### What is being asked
The output should be identical to the entries that follow.

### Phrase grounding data
# # # # #

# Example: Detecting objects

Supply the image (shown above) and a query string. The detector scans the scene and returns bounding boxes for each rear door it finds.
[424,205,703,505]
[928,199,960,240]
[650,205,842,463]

# # # # #

### Response
# Example: Detecting objects

Supply the image (shown above) and a query string. The detector scans the scene and returns bounding boxes for each rear door it finds.
[424,205,703,505]
[928,199,960,240]
[650,205,842,463]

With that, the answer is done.